Starting at the line that contains "sample for one instance: <point>33,72</point>, one", restate every line word for word through the end of the entries.

Dataset content:
————————
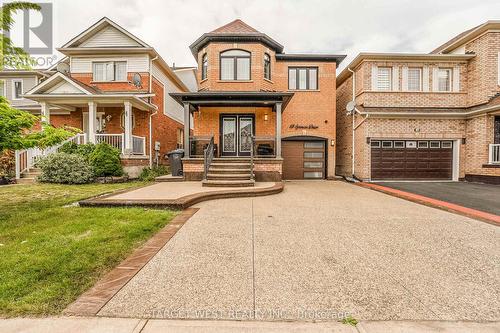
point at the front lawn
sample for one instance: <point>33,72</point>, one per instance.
<point>50,254</point>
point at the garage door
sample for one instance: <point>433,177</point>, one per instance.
<point>303,159</point>
<point>411,159</point>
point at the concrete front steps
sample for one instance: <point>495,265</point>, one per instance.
<point>29,176</point>
<point>229,173</point>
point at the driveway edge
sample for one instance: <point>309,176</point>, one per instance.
<point>92,301</point>
<point>443,205</point>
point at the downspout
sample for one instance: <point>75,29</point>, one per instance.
<point>353,117</point>
<point>152,114</point>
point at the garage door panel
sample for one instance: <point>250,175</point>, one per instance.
<point>411,163</point>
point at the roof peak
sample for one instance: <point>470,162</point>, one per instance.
————————
Expected answer:
sample for one instance: <point>33,72</point>, one per instance.
<point>50,254</point>
point at the garage door
sample for one instance: <point>433,177</point>, one per instance.
<point>303,159</point>
<point>411,159</point>
point at the concrete front steps
sample for one instance: <point>495,265</point>, one per instance.
<point>29,176</point>
<point>229,173</point>
point at the driveway edge
sample for one instance: <point>309,176</point>, one per instance.
<point>92,301</point>
<point>443,205</point>
point at the downspout
sample for one instance: <point>75,29</point>, one per instance.
<point>353,117</point>
<point>152,114</point>
point at the garage door panel
sample for one instance: <point>250,175</point>, one per instance.
<point>411,163</point>
point at the roof peak
sample for one instance: <point>470,162</point>, one per instance.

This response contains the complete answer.